* _Exercise_
Copy each of the rows below, replacing "drop a dot" with "place a marker" and leaving everything else unchanged.
┏━━
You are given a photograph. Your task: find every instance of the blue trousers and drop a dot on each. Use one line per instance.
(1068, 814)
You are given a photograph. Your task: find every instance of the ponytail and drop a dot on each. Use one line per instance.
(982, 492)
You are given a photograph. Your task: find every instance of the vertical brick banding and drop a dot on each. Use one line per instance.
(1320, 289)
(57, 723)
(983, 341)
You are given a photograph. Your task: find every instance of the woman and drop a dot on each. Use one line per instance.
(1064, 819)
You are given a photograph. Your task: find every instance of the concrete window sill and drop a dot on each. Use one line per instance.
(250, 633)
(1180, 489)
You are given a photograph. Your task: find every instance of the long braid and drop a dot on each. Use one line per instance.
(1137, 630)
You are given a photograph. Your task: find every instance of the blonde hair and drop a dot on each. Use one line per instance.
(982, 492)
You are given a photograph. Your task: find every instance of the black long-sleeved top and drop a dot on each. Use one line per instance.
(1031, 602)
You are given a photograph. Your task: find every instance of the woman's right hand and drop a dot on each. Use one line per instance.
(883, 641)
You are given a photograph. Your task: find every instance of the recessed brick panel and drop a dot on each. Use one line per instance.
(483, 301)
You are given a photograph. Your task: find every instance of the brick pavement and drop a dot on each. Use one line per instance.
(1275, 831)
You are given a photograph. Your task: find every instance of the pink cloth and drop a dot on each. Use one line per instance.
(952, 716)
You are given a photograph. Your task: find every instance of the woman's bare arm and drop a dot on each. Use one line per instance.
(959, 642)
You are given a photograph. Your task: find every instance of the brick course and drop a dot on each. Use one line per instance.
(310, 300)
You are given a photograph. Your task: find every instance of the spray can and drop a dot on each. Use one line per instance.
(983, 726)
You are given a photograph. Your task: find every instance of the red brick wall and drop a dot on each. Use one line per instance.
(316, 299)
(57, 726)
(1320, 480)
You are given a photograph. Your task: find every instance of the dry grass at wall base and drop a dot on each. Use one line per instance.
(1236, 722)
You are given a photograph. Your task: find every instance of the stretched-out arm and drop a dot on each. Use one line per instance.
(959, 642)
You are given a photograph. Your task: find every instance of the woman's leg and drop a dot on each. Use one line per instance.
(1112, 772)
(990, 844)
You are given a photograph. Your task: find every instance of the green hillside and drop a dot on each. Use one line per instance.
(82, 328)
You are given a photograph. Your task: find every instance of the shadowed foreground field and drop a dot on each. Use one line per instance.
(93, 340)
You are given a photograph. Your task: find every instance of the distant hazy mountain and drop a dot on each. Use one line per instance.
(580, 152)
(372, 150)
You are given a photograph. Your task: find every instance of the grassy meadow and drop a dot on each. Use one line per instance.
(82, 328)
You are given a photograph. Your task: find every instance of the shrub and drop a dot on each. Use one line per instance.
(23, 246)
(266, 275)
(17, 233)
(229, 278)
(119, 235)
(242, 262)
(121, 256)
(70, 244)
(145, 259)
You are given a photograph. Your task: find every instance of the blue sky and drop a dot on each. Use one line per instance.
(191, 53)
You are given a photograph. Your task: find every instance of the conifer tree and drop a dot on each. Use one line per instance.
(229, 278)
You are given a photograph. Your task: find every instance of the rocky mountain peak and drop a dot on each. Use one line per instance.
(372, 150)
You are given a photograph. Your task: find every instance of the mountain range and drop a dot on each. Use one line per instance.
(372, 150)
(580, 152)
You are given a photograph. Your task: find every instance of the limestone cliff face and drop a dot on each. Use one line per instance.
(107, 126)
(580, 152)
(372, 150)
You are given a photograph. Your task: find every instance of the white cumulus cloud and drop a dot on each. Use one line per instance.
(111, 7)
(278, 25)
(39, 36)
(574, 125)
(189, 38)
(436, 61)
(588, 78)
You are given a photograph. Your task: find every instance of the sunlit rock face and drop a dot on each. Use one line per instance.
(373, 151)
┗━━
* _Correct answer_
You are given a photograph. Your task: find every instance of the blue trousers and place a marker on each. Use one line per instance.
(1068, 814)
You are given a photograph. Your task: find every instance of the ponytail and place a marker on each. Use one line per instance.
(982, 492)
You are given a photograph. Your task: find every instance of the vertical brick banding and place a marker on each. Use one line per instance.
(1320, 289)
(57, 723)
(983, 341)
You are given a photograph. Your task: find every instance of the woman and place a marker on each. Use one line per instance.
(1064, 819)
You are given a photograph. Your task: find every instance of the concrete window sill and place a marker on each. Use one line per instance.
(250, 633)
(1180, 489)
You are given a photograph. Your task: find every instance of the long braid and place a marker on each. Use one line per instance.
(1137, 630)
You are given a photograph. Your task: find every instance of the blonde hair and place a marker on each. Use one line per instance.
(982, 492)
You are given a photograph. Your task: find every instance of the black long-sleeved top and place a marker on each. Use one line per instance.
(1031, 602)
You are given a photograph. Your task: find every instance of the woman's right hand and place a marker on each. Use one line per instance.
(883, 641)
You are given a photograph. Your task: find every instance of the recessed brick panel and place a marker on each. Use one line per instance.
(483, 301)
You are given a photograph. Your task: find every instance of the brick pavement and place a marker on each. Use one line per instance.
(1275, 831)
You are given a photograph. Your task: find every instance of the pink cloth and place a marker on each. Use one line per instance.
(952, 716)
You are given a photograph. Your task: find every instance of the woman's bare arm and place a marker on each. Use one line per instance.
(959, 642)
You are given a photograph. Your task: find every instance of the brick course and place a marker on each. Use one line per instance.
(310, 300)
You are given a photograph. Your task: find every instance of the spray can and place a marker on each. Use one line per instance.
(983, 726)
You are given a photograph. Your task: find every instance of the red brick wall and place a marker on each. Use one line per instance.
(316, 299)
(57, 726)
(1320, 480)
You are given a photograph. Your task: find every instance of the dry grass at wall base and place a marker on each. Use one line per instance.
(1236, 722)
You are given a photograph. Your task: find every instance of the stretched-out arm and place a marker on each. Use one line per instance.
(959, 642)
You are given a photograph. Your task: find every instance of the woman's leg and place a marker on each. Use one line per instance.
(1112, 772)
(990, 844)
You are given a photograph. Your task: find every instance of the green hillside and place a marker on each. Use one line per instance.
(82, 328)
You are given a photograph. Your task: find every instance of the shadowed foreground field and place a marker on each. Use one line per instance.
(93, 340)
You are given a photograph. Your task: find every instance of the distant hazy mountain and place a marker on each. Use one line per instance.
(580, 152)
(372, 150)
You are given a photograph. Your task: find every instance of the grassy meadow and place a marker on each. Use one line per instance.
(82, 328)
You are given a photograph. Your task: find every instance of the shrub and place a marker on each. Use one line per instance.
(23, 246)
(266, 275)
(17, 233)
(229, 278)
(119, 235)
(242, 262)
(121, 256)
(70, 244)
(145, 259)
You are given a photograph. Your task: find every instance of the blue sky and place a marker on each. Use one line per instance.
(191, 53)
You are given a photograph. Your task: find every instance of the conifer tree and place a marker on each. Use one line per instance.
(229, 278)
You are given a photograph. Your task: find every instance of the rocky mountain peak and place a marker on each. Use one line per instance.
(372, 150)
You are given a photograph. Your task: find every instance of the mountain range and place a marker on each. Use one line per instance.
(372, 150)
(580, 152)
You are given a photograph. Your task: find every instance of the limestone cliff face and place a marker on each. Use one line per instance.
(107, 126)
(580, 152)
(372, 150)
You are given a photograph. Your task: find every instance of the white cumulus cloud and place a marker on each. Use one line per instance.
(111, 7)
(278, 25)
(39, 36)
(574, 125)
(189, 38)
(436, 61)
(588, 78)
You are given a photograph. Your task: find every instance of the sunlit rock face and place a marker on each. Use one line per instance.
(373, 151)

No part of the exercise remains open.